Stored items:
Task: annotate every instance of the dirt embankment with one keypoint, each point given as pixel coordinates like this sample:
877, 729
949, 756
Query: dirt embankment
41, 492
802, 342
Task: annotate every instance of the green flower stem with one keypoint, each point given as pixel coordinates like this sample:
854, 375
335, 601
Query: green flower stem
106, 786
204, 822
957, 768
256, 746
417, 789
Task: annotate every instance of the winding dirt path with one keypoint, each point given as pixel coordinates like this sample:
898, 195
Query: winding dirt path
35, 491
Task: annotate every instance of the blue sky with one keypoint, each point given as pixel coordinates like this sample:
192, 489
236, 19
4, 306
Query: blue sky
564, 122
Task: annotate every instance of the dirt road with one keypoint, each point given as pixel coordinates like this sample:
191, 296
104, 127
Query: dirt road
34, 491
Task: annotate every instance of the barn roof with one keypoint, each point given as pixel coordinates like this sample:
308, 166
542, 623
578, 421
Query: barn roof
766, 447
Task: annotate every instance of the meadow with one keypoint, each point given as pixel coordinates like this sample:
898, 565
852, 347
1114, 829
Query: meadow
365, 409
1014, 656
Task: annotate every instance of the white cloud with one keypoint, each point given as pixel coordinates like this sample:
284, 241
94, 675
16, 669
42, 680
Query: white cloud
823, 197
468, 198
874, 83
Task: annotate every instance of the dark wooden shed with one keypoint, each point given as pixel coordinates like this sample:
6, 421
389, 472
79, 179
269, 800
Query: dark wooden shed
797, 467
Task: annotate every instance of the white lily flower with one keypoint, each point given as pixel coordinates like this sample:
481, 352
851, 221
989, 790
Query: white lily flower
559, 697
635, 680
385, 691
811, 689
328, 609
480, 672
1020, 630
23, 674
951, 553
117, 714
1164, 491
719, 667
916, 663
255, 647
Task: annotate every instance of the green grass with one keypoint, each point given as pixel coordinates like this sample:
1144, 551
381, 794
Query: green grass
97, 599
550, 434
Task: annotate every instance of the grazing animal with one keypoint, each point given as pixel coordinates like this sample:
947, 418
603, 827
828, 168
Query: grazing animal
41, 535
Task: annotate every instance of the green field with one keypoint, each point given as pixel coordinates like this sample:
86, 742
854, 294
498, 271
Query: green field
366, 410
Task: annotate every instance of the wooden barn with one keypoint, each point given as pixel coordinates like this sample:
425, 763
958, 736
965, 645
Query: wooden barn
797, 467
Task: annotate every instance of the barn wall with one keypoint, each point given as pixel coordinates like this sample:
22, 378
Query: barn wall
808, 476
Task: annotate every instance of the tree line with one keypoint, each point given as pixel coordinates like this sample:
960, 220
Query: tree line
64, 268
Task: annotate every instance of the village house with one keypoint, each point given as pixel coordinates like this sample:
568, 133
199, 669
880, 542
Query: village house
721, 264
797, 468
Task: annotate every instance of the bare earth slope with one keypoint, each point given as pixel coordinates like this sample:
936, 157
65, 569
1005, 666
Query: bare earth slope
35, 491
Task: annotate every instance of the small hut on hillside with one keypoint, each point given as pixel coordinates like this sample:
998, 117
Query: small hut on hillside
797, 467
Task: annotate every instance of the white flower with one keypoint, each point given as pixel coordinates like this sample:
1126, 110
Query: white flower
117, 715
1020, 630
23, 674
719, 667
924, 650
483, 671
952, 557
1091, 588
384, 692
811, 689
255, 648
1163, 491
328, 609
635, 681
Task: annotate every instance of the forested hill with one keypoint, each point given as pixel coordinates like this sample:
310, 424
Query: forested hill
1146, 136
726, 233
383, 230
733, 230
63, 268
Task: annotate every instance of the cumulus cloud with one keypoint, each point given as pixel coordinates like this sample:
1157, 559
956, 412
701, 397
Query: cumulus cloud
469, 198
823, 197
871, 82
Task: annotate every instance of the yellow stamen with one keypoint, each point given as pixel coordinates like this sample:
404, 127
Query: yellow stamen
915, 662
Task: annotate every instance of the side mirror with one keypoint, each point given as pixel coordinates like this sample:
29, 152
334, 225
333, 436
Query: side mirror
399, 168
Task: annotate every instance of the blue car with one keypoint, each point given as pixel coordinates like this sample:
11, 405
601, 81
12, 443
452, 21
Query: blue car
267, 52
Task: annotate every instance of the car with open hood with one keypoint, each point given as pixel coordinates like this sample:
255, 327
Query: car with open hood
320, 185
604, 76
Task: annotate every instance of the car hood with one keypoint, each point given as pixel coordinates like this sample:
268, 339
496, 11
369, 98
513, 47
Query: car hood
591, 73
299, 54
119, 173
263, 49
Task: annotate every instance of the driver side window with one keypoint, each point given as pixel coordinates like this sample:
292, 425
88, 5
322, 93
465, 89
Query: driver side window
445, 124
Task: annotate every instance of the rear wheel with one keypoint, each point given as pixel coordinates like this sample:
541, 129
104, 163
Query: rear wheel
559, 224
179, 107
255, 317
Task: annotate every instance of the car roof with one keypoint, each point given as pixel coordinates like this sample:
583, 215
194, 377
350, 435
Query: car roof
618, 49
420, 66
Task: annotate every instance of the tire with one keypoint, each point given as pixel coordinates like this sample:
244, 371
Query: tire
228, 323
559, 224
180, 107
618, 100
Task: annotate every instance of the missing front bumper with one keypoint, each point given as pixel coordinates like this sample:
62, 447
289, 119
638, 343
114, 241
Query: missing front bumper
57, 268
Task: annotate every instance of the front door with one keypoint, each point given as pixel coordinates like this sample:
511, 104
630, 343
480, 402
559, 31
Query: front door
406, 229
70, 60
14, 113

» Work task: Please repeat the entries above exactly as they read.

» Response to this exercise:
Task: annotate every instance of the dirt embankment with one keypoint, each point given as pixel coordinates like this sample:
877, 729
949, 756
Query: dirt embankment
41, 492
802, 342
Task: annotate every instance of the green flower stem with one keypoint, each point given as pixel coordinates like this sample:
854, 375
335, 601
Query: green flower stem
106, 786
204, 822
957, 768
256, 746
417, 789
Task: annotate every instance of the winding dirt path with one keypoint, each point given as pixel coordinates like this sample:
898, 195
Query: winding dirt path
35, 491
Task: annotate every instance of the blue sky with one keypoint, each point given as pixel coordinates like this sample:
192, 489
236, 19
4, 306
Query: blue sky
564, 122
Task: annotate every instance of the dirt road with one keypoint, each point given as pixel coordinates like this sample:
191, 296
104, 127
Query: dirt road
34, 491
Task: annotate every instance of the barn roof with one keypoint, each point given as pixel coordinates like this sample:
308, 166
542, 623
578, 421
Query: barn roof
766, 447
Task: annotate every instance of the meadow with one keypoint, each point given as pixel coordinates like this sample:
898, 565
852, 347
1114, 829
Query: meadow
365, 409
1014, 656
Task: annotate every instance of the white cloud with one keypoint, each point given as pixel coordinates like this sample:
284, 241
94, 675
16, 669
42, 680
Query: white cloud
823, 197
468, 198
874, 83
Task: annotate every instance of the dark wooden shed with one keypoint, each point given as pixel coordinates like this sample:
6, 421
389, 472
79, 179
269, 800
Query: dark wooden shed
797, 467
Task: annotate every instance of the white lily flower with one keypoint, each point given as pixel coordinates like this sample:
481, 352
851, 221
989, 790
Query: white lily flower
559, 697
635, 680
385, 691
811, 689
328, 609
480, 672
1020, 630
23, 674
951, 553
117, 714
1164, 491
719, 667
916, 663
255, 647
Task: annotate every instance of the green grass with one keypoint, each point given as pixel coordinates like this sample:
1144, 551
381, 794
Query: green grass
97, 599
550, 434
Task: annotate every instance of the grazing animal with one keypoint, each point given as pixel coordinates like this sample:
947, 418
603, 827
828, 168
Query: grazing animal
41, 535
Task: annotate every instance of the green field with one keypoint, each point given as pixel coordinates like this sample:
86, 742
854, 294
498, 271
Query: green field
366, 410
Task: annotate every instance of the wooden barn with one keypoint, each point given as pixel coordinates like this sample:
425, 763
958, 736
965, 645
Query: wooden barn
797, 467
Task: annotate every instance of the barn wall with one keypoint, each point given as pixel coordinates like this sample:
22, 378
Query: barn wall
808, 476
Task: annotate every instance of the tree line with one keypoint, each point given as pixel coordinates like this sample:
960, 220
Query: tree line
64, 268
Task: annotate every instance of the village house with one keypoint, each point given as pixel coordinates like this sample:
568, 133
199, 669
880, 542
Query: village house
721, 264
797, 468
Task: annotate every instance of the bare earth slope with one keypoint, each point given as pixel coordinates like this sample:
936, 157
65, 569
1005, 666
Query: bare earth slope
35, 491
Task: annotate every instance of the small hut on hillside with one keypoint, each point given as pixel coordinates like this sample:
998, 117
Query: small hut on hillside
797, 467
Task: annotate every instance of the white flower with one keypoint, each point given as pixel coordinates like this sample:
1126, 110
Query: white flower
117, 715
1020, 630
23, 674
719, 667
924, 650
483, 671
952, 557
1091, 588
384, 692
811, 689
255, 648
1163, 491
328, 609
635, 681
Task: annotate every instance of the forested hill with one keypoint, each point given as pixel coordinates like this sample:
310, 424
Query: forested hill
1146, 136
726, 233
383, 230
733, 230
63, 268
Task: annotate every instance of the cumulus cloud with one keypoint, each point given as pixel coordinates like this sample:
1157, 559
956, 412
701, 397
Query: cumulus cloud
469, 198
823, 197
871, 82
Task: annotate every instance of the yellow stamen with one keypoint, each point given as pixel coordinates like this sample:
404, 127
Query: yellow stamen
915, 662
Task: annotate every instance of the side mirror with one keypoint, each point given as pixel coordinates like this sample:
29, 152
334, 225
333, 436
Query: side mirror
399, 168
Task: annotate every instance of the blue car with one keypoint, each point given as pixel coordinates like this sample:
11, 405
601, 81
12, 443
452, 21
Query: blue car
267, 52
Task: annotate every instance of the car with open hood with one keypoint, each point given as pixel coordinates like this sample:
255, 327
Query: car with open hood
320, 185
604, 76
Task: annotate every instance of the car hood with one keypoint, each point given as pixel coordinates like this sample:
268, 339
496, 11
369, 98
513, 47
Query: car hood
591, 73
299, 54
119, 173
263, 49
Task: annotate every instance of the driver side window with one keypoint, each point given as pixel coordinates like this sample:
292, 425
88, 5
322, 93
465, 89
Query: driver side window
445, 124
Task: annotate every instance of the rear wheel with one keypoint, each point given as pixel coordinates like this sample:
541, 129
104, 163
Query: rear wheel
559, 224
179, 107
255, 317
Task: annotate every instance of the car roof with one keypoint, each point given as pixel coordinates like this sample:
583, 215
194, 377
350, 435
Query: car roof
618, 49
420, 66
Task: annotate every instance of the tire with one keypoint, each point given as pixel coordinates like this sample:
244, 371
Query: tire
228, 323
559, 224
180, 107
618, 100
Task: annotate every instance of the missing front bumper with one keypoint, each point given as pixel coordinates like this sample:
62, 447
289, 119
638, 343
114, 241
Query: missing front bumper
57, 268
Task: annotate every instance of the front door with one keypoint, each point given as pixel coordinates like this sample:
511, 104
630, 343
480, 402
559, 31
Query: front door
406, 229
70, 60
14, 113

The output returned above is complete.